EXERCISE TEXT START
IC device 11 includes two metal oxide semiconductor field effect
transistors (FETs) 12 and 14 and an operational amplifier 16. In a voltage
regulator, an operational amplifier is also referred to as an error
amplifier. A drain electrode of FET 12 is connected to input pin 13. A
drain electrode of FET 14 is connected to power relief pin 15. A source
electrode of FET 12, a source electrode of FET 14, and an inverting input
of operational amplifier 16 are connected to output pin 19. A
non-inverting input of operational amplifier 16 is connected to a node 17
for receiving a reference voltage level, V.sub.ref. An output of
operational amplifier 16 is connected to the gate electrodes of FETs 12
and 14. It should be understood that FET 12 and FET 14 are not limited to
being metal oxide field effect transistors by the present invention. Any
transistor having a control electrode and two current conducting
electrodes can replace FETs 12 and 14. Because FET 12 and FET 14 form a
current mirror, the two transistors are the same type of transistors.
IC device 11 and power dissipation resistor 21 form a voltage regulator.
Input pin 13 is connected to node 23 for receiving an unregulated voltage
level of a battery, V.sub.bat. A feedback loop formed by operational
amplifier 16 and FETs 12 and 14 adjusts the voltage at the inverting input
of operational amplifier 16 to be equal to the voltage level at the
non-inverting input of operational amplifier 16. Thus, the voltage level
at output pin 19 is regulated to be equal to V.sub.ref.
EXERCISE TEXT END
RECORDS SHOWN START
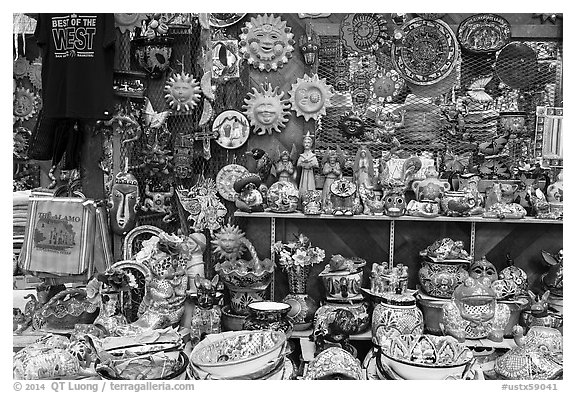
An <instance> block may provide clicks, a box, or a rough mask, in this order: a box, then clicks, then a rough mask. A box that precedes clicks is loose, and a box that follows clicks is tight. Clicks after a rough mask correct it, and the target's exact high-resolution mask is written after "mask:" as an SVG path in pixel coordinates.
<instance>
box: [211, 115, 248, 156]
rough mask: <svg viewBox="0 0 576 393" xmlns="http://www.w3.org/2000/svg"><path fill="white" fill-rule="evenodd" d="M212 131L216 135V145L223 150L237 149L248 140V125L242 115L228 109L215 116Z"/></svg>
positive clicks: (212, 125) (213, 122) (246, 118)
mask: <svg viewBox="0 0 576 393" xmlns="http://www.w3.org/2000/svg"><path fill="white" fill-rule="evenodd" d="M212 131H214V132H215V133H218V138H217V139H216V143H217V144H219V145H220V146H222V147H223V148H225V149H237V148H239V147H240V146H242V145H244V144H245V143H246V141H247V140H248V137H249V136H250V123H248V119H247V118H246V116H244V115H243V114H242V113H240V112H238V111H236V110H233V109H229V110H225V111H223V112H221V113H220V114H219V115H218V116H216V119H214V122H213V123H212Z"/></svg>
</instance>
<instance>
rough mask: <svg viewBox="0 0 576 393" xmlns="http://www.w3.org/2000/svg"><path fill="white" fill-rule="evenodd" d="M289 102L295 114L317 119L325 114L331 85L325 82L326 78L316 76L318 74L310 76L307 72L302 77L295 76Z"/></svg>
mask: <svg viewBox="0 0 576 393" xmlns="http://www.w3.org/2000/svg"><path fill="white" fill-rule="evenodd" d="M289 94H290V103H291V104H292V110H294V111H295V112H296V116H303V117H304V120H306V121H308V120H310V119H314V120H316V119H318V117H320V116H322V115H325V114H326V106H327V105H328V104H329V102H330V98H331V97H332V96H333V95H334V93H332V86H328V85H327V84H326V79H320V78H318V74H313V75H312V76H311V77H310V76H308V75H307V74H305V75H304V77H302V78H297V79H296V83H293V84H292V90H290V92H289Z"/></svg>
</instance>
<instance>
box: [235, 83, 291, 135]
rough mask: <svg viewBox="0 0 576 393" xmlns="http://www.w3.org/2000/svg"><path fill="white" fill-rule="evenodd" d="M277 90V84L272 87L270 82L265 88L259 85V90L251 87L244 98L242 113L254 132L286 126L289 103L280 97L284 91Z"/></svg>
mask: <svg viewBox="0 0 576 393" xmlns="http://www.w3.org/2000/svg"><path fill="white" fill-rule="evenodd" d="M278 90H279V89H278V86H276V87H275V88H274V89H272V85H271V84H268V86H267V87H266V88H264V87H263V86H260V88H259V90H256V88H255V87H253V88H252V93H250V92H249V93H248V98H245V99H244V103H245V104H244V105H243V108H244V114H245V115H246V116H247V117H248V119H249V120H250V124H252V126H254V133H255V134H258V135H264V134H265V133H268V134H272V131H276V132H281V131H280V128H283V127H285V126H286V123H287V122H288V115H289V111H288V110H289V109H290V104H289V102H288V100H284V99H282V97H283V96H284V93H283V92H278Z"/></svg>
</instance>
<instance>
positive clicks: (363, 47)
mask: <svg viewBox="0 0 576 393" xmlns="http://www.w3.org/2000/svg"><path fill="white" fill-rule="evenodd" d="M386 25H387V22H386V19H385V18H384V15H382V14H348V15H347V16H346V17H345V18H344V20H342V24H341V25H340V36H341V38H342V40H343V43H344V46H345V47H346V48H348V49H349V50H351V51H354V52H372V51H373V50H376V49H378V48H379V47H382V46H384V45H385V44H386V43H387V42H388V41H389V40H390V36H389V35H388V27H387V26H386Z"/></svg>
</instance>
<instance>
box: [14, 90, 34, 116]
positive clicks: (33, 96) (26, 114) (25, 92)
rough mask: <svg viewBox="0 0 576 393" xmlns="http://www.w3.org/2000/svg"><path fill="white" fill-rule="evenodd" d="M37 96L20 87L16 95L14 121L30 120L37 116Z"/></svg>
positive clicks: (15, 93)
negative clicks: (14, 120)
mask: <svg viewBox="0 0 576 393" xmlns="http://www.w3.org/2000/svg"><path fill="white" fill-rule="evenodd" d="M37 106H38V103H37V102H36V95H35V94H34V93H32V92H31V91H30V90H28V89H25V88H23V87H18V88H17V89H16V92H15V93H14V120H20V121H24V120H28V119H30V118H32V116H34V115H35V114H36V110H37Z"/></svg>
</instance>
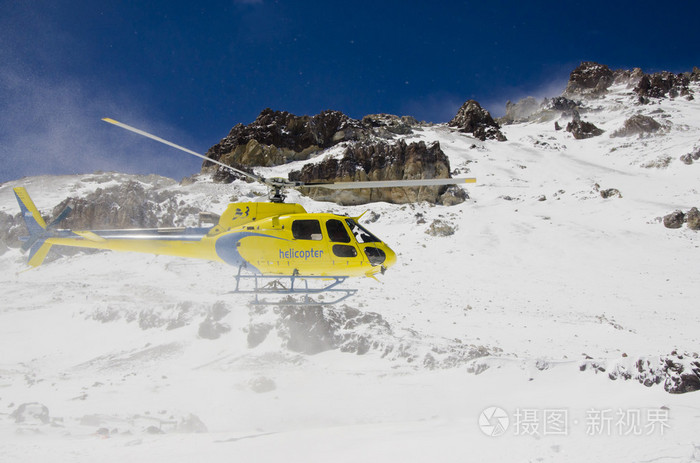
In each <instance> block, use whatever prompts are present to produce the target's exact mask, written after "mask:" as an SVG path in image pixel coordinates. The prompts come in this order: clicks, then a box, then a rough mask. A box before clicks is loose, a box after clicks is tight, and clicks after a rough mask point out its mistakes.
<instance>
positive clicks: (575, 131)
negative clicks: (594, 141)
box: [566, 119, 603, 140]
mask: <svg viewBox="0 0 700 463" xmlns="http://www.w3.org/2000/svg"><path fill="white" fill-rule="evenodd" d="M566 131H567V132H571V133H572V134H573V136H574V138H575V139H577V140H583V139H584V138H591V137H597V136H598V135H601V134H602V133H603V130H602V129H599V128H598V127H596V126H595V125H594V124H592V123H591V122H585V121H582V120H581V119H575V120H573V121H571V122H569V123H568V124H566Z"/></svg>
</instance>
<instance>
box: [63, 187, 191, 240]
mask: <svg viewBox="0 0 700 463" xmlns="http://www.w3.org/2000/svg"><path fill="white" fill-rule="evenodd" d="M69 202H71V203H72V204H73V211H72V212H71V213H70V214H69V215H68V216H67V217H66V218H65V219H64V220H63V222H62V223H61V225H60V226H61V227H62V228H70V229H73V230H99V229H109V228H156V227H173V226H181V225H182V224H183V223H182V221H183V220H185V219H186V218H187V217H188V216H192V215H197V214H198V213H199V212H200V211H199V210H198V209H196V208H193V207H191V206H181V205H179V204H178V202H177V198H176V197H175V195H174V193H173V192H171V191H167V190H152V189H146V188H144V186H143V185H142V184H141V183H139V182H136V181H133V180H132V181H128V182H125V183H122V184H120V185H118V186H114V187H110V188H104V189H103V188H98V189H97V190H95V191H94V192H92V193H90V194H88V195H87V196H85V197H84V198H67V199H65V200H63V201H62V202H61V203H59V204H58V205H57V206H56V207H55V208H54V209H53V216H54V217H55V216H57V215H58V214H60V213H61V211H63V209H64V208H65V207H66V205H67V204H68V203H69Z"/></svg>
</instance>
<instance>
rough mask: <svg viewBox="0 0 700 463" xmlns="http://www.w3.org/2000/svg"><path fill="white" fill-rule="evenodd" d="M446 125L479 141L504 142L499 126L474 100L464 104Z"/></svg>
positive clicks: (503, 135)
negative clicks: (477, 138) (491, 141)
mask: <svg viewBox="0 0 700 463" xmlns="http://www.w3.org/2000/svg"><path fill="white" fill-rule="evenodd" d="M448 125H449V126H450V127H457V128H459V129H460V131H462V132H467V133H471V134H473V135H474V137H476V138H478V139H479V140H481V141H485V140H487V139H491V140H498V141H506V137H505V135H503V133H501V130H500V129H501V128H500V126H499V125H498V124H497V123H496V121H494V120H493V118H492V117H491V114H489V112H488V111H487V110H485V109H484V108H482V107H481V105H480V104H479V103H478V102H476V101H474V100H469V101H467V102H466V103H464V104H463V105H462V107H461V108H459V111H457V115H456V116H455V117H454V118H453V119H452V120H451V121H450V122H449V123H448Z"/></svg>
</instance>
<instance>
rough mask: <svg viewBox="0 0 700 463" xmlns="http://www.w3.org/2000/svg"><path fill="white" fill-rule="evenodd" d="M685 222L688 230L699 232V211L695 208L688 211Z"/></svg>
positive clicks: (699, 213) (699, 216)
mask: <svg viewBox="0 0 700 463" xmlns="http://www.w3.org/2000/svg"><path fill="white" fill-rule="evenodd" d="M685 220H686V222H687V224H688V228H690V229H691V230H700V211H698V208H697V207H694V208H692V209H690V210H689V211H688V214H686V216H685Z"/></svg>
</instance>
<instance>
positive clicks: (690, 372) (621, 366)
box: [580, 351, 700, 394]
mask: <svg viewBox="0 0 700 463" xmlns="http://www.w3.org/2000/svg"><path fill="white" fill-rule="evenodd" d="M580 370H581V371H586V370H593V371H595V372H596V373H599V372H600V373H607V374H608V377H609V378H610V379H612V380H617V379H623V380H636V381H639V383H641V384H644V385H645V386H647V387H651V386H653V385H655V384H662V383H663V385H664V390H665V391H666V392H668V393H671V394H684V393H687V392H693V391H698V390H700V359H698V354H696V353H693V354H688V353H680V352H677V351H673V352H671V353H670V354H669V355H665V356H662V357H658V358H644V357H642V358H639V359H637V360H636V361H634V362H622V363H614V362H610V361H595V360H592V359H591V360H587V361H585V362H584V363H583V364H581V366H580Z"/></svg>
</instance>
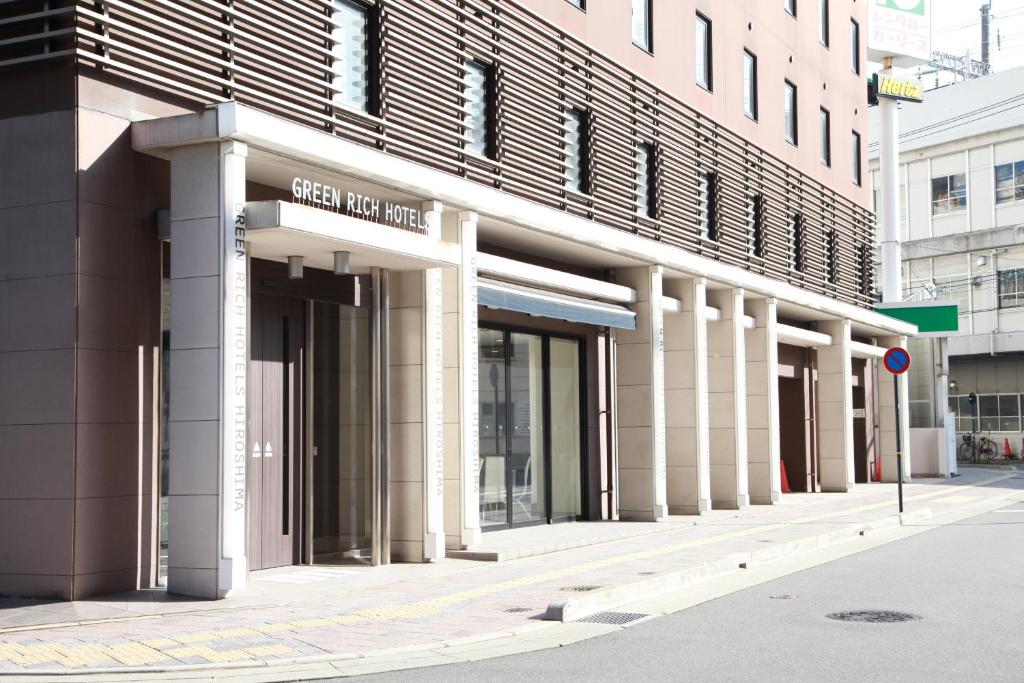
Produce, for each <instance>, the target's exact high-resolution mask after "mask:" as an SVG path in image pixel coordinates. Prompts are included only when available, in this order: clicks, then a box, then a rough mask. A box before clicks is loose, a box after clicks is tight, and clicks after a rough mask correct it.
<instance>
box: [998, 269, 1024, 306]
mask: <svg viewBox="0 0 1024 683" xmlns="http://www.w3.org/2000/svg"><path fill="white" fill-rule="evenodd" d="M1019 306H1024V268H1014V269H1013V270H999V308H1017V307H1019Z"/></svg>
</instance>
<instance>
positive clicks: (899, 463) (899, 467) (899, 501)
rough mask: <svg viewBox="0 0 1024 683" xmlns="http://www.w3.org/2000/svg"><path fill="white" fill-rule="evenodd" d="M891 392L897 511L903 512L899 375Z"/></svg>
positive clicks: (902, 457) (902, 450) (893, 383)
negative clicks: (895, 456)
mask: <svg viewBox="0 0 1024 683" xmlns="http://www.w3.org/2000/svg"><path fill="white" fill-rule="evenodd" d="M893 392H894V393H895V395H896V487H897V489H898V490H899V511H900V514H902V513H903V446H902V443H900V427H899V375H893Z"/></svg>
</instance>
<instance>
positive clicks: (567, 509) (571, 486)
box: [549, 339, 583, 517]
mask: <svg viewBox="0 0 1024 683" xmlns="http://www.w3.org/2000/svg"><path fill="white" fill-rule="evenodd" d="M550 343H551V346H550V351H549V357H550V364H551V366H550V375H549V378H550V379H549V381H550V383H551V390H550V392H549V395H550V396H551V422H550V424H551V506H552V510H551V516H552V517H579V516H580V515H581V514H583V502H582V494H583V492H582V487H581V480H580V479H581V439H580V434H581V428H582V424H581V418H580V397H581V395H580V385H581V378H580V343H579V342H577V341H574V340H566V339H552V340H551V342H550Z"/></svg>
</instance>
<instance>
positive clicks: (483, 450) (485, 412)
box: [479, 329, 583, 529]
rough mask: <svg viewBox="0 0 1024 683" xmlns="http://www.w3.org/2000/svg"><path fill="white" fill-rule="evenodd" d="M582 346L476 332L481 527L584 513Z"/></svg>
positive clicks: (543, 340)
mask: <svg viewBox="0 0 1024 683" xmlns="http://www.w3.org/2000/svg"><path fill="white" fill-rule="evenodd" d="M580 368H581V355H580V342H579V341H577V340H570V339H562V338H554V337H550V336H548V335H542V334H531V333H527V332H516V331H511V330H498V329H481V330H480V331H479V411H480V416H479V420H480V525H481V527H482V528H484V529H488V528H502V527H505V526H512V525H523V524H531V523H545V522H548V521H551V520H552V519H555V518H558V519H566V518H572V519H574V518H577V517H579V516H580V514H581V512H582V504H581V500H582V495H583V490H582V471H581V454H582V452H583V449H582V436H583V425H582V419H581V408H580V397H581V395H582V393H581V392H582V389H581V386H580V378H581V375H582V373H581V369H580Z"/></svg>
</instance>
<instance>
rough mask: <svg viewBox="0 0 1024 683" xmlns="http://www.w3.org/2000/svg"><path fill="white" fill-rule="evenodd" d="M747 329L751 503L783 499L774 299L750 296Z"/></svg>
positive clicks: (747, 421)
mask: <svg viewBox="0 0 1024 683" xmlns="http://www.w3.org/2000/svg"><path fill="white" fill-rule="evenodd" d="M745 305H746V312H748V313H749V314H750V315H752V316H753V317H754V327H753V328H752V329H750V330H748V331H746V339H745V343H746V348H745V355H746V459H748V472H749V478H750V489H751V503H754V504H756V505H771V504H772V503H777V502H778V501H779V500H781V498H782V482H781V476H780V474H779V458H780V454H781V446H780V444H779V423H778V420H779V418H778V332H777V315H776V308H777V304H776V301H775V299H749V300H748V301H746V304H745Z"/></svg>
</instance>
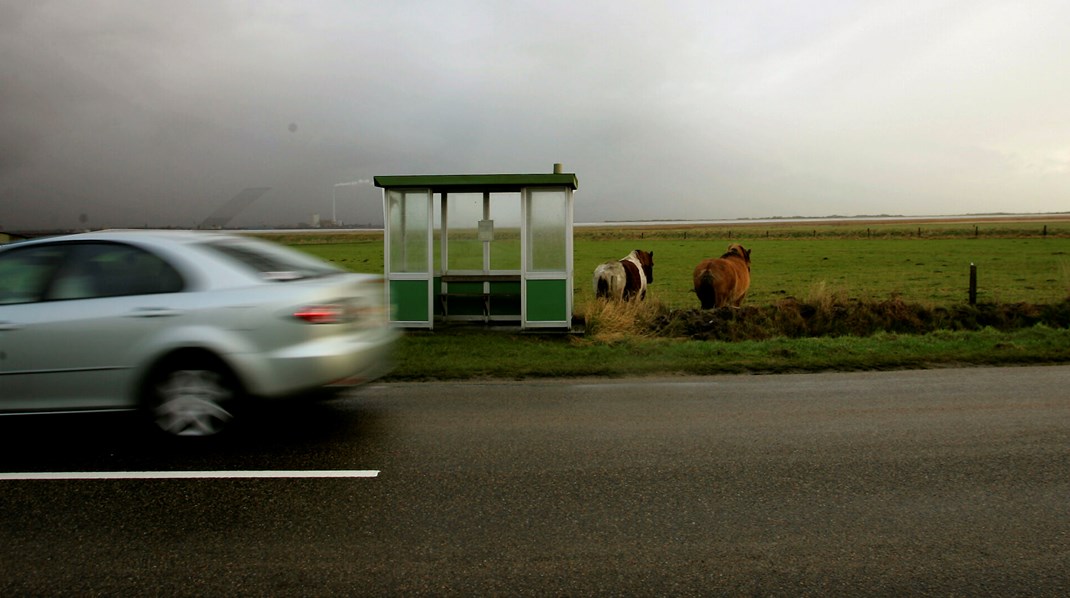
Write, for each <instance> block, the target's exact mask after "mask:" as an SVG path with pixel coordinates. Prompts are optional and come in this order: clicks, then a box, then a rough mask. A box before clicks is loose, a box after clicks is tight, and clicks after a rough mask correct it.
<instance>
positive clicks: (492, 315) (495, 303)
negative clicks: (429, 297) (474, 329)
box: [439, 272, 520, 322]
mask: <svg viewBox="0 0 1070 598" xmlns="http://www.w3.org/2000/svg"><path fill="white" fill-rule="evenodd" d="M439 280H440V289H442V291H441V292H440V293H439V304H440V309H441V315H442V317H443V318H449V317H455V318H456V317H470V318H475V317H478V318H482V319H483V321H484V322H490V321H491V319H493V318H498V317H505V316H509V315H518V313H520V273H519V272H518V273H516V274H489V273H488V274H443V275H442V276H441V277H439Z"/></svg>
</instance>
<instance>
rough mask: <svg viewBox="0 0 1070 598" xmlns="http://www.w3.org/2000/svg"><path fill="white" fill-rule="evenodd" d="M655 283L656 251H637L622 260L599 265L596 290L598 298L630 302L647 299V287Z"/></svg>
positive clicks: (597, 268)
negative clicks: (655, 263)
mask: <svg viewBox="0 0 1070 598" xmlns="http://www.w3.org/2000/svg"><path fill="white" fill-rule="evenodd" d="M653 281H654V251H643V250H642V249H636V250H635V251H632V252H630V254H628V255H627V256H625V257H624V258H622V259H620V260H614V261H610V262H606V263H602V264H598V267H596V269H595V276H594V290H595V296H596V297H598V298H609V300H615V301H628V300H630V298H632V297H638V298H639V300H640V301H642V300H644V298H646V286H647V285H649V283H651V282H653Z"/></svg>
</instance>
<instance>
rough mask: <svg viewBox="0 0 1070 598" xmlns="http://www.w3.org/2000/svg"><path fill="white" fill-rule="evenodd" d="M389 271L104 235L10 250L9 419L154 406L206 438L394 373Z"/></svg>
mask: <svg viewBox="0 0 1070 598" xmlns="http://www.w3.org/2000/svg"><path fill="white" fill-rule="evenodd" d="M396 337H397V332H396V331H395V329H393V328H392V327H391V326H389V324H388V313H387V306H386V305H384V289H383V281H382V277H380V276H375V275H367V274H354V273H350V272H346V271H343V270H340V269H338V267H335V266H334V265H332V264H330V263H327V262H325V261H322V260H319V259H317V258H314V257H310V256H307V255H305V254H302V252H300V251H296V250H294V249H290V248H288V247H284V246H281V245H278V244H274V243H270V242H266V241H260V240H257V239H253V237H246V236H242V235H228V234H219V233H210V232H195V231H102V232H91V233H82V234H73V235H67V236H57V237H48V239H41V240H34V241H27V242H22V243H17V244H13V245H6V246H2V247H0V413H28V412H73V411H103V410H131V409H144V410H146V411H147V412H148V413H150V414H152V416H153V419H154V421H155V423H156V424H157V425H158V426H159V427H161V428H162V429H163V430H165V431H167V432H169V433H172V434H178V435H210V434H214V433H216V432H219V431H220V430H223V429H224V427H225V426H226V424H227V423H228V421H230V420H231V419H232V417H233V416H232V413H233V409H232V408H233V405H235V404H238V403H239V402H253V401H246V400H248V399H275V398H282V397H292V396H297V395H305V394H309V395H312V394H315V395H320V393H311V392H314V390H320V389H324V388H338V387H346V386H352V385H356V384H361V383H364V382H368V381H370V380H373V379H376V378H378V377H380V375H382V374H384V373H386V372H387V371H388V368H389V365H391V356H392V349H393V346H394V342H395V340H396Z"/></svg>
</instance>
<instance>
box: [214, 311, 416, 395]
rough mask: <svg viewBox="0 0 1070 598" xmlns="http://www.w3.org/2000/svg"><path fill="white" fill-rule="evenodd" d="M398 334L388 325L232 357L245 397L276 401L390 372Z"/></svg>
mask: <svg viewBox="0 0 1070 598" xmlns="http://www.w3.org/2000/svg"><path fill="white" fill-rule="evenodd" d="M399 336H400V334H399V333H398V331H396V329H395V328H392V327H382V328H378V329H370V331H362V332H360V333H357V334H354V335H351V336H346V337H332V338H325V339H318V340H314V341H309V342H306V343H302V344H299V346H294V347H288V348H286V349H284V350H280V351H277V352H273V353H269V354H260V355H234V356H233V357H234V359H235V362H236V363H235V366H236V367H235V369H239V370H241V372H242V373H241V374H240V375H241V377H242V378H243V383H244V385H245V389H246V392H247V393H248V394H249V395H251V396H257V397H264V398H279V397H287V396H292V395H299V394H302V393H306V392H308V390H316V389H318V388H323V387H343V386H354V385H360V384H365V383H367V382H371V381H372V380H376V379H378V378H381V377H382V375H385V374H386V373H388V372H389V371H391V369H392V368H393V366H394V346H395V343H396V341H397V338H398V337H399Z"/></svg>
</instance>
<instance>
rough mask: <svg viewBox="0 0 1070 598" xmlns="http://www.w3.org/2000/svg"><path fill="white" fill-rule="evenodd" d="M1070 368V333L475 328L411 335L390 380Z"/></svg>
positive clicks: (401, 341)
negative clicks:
RECORDS SHOWN END
# ACTIVITIES
• a. Please swap "rough mask" for "coarse mask" in the listing, from its start through the line containing "positive clicks: (212, 125)", and change nothing else. Give back only those lines, without the pictures.
• b. Write the next part of the voltage regulator description, starting after its final sentence.
This listing has no connection to the voltage regulator description.

# YOUR WRITTEN ANSWERS
• a.
An <instance> block may provide clicks, a box, or a coarse mask, in this order: a box, then clicks, then a coarse mask. A box that precedes clicks is loose, and a box that follows clicks is tight. Clicks after a coarse mask correct it, and the target's exact high-resolution mask is written after "mask:" as an SVG path in pixel coordinates.
<instance>
box: [211, 115, 248, 156]
coarse mask: <svg viewBox="0 0 576 393" xmlns="http://www.w3.org/2000/svg"><path fill="white" fill-rule="evenodd" d="M212 131L216 135V145L223 150L237 149L248 140V125L242 115L228 109L215 116Z"/></svg>
positive clicks: (212, 125) (213, 122) (246, 118)

• b.
By way of example, V.sub.ref is 5 volts (V) and power dissipation resistor
21 has a resistance of 100 ohms (.OMEGA.). FET 14 is designed to have a
current conducting capacity approximately nine times as large as that of
FET 12. This is achieved by designing the ratio of the channel width to
the channel length (W/L) of FET 14 to be nine times as high as the W/L
ratio of FET 12. IC device 11 supplies a current of 100 milli-amperes (mA)
to load 25.
If the unregulated voltage, V.sub.bat, at node 23 is equal to 15 V, the
voltage across input pin 13 and output pin 19 and thus the drain and
source electrodes of FET 12 is 10 V. Because of their respective current
conducting capabilities, FET 12 is conducting a current of 10 mA and FET
14 is conducting a current of 90 mA. Thus, the power dissipation of FET 12
is equal to 100 milli-watts (mW). Power dissipation resistor 21 is also
conducting a current of 90 mA because power dissipation resistor 21 is
connected in series with the drain and source electrodes of FET 14.
Therefore, the voltage across power dissipation resistor 21 is 9 V and the
power dissipation of power dissipation resistor 21 is 810 mW. The voltage
across power relief pin 15 and output pin 19 is equal to 1 V and the power
dissipation of FET 14 is equal to 90 mW. Therefore, the total power
dissipation of IC device 11 is 190 mW. For comparison, a voltage regulator
without power dissipation resistor 21 dissipates 1 watt of power under the
same conditions. However, a 1 watt power dissipation is unacceptable for a
device packaged in an SOIC package. In accordance with the present
invention, a small current is directed to FET 12, which operates at a high
voltage, and a large current is directed to FET 14, which operates at a
low voltage. Thus, a portion of the power is off-loaded from IC device 11
to power dissipation resistor 21. As a result, the power dissipation of IC
device 11 is low enough to allow IC device 11 to be mounted to a circuit
board using surface mounting techniques.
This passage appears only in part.